— PROVIDED RECORDS —
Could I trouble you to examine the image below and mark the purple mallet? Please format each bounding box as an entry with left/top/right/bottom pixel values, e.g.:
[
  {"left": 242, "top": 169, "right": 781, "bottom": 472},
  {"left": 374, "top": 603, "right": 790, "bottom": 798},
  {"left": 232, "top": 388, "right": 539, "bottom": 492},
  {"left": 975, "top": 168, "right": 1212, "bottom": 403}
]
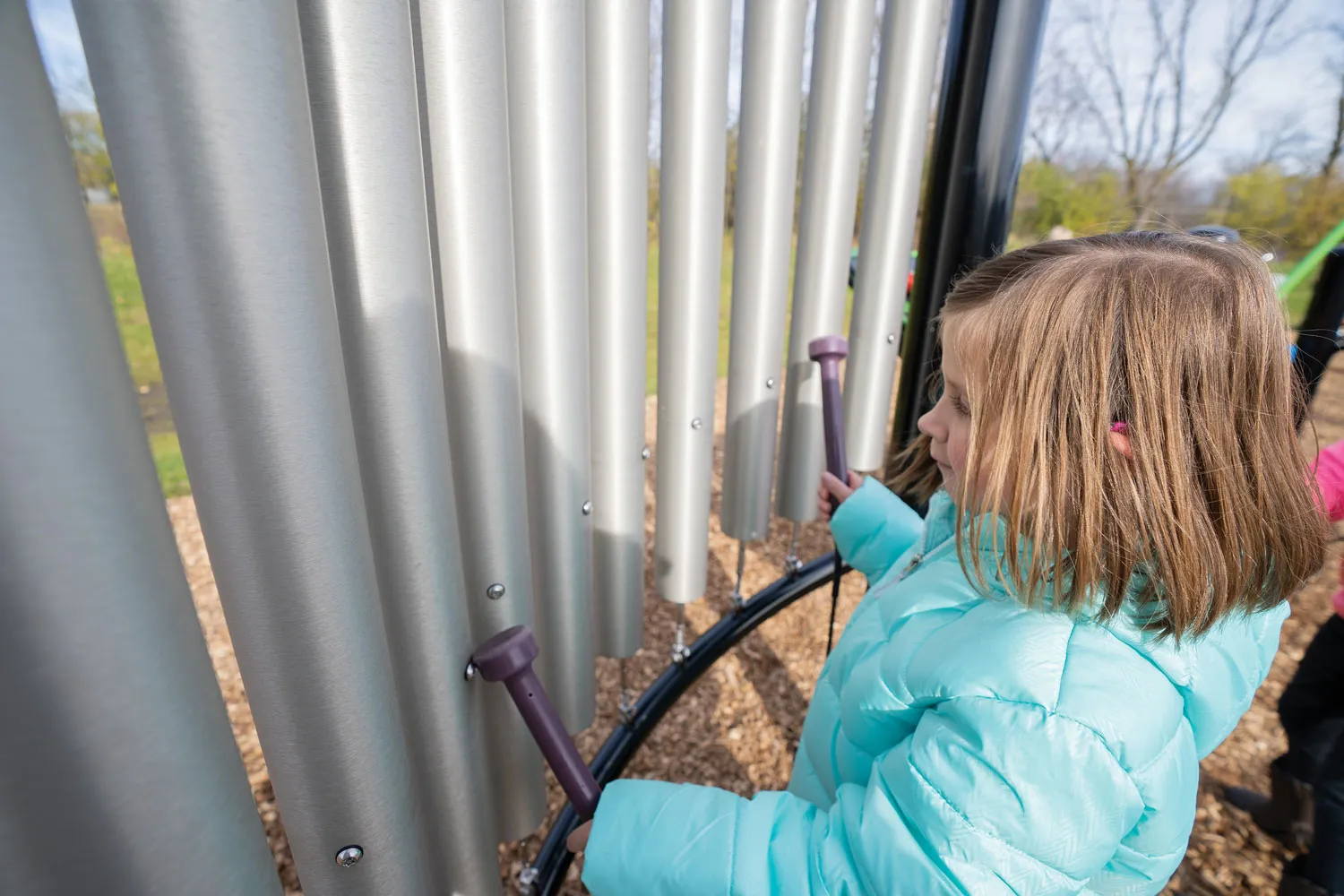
[
  {"left": 472, "top": 626, "right": 602, "bottom": 820},
  {"left": 808, "top": 336, "right": 849, "bottom": 503},
  {"left": 808, "top": 336, "right": 849, "bottom": 657}
]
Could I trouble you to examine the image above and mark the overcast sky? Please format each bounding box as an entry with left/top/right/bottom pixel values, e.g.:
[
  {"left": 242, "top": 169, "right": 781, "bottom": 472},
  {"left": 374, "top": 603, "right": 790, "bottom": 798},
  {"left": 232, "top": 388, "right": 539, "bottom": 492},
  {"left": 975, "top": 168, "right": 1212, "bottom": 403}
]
[{"left": 29, "top": 0, "right": 1344, "bottom": 177}]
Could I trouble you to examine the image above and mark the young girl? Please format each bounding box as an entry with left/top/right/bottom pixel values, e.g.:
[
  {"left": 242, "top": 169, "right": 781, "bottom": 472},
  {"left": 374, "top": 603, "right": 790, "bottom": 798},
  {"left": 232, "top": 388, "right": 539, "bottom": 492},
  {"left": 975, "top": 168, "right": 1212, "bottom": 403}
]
[{"left": 573, "top": 232, "right": 1325, "bottom": 896}]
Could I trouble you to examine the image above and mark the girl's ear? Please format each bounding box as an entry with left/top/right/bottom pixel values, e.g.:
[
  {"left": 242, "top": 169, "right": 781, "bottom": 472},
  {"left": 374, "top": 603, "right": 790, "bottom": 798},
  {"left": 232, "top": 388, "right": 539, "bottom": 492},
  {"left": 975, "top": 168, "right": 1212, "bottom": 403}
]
[{"left": 1110, "top": 427, "right": 1134, "bottom": 460}]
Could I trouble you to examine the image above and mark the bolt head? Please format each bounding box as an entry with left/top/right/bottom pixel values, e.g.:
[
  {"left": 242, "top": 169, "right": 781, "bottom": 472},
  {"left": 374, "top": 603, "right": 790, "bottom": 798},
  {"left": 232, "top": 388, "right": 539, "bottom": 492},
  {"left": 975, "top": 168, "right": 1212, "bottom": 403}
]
[{"left": 336, "top": 847, "right": 365, "bottom": 868}]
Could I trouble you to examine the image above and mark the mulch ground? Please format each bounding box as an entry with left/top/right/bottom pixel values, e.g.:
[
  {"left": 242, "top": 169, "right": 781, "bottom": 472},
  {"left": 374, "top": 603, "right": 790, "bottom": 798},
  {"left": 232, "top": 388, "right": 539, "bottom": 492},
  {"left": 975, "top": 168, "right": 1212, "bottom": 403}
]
[{"left": 168, "top": 364, "right": 1344, "bottom": 896}]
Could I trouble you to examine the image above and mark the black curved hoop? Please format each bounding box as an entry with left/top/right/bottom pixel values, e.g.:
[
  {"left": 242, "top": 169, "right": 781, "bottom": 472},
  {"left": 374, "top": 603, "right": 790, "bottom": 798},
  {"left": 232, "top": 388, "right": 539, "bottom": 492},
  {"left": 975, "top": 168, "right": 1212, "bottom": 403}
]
[{"left": 519, "top": 554, "right": 851, "bottom": 896}]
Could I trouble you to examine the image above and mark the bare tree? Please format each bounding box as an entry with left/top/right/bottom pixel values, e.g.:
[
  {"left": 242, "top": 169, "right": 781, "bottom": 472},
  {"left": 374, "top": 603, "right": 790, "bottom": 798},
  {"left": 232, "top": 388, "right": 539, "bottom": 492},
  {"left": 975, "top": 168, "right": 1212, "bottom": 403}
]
[
  {"left": 1064, "top": 0, "right": 1295, "bottom": 227},
  {"left": 1027, "top": 56, "right": 1089, "bottom": 164}
]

— WHAT THE TASK REQUIRES —
Copy out each line of the items above in which the string "Please" appears, treating the match as case-sensitive.

— FINAL RESULT —
Could I trouble you to examine the image below and mark the purple mallet? Please format each bounding box as an entry with left/top/right/bottom pixel values, e.g.:
Could I trouble you to examine the image above and mark the overcast sky? Please format each bounding box as an entry with left/top/right/bottom pixel values, e.g.:
Could I trouble you to examine the image above and mark the young girl? Please format each bounding box as an entry with left/top/right/bottom pixel values, e.g.:
Could I trouble you to examine the image above and mark the girl's ear? Please format each bounding box as an entry with left/top/right/bottom pixel values, e.g.:
Could I trouble you to examine the image above and mark the bolt head? Please format each bounding box as an entry with left/top/right/bottom pixel values, e.g.:
Could I trouble you to examine the image above and mark the mulch ground? Please format each bounding box as an entry with left/top/right/bottom pixel values, e.g.:
Could I trouble you to examine the image above and mark the black curved hoop? Please format each bounding box as an entry with left/top/right/bottom pixel values, e.g.:
Could I trouble you to examine the image above and mark the bare tree? Please format each bounding box as an entry with left/top/right/bottom pixel values, e.g.:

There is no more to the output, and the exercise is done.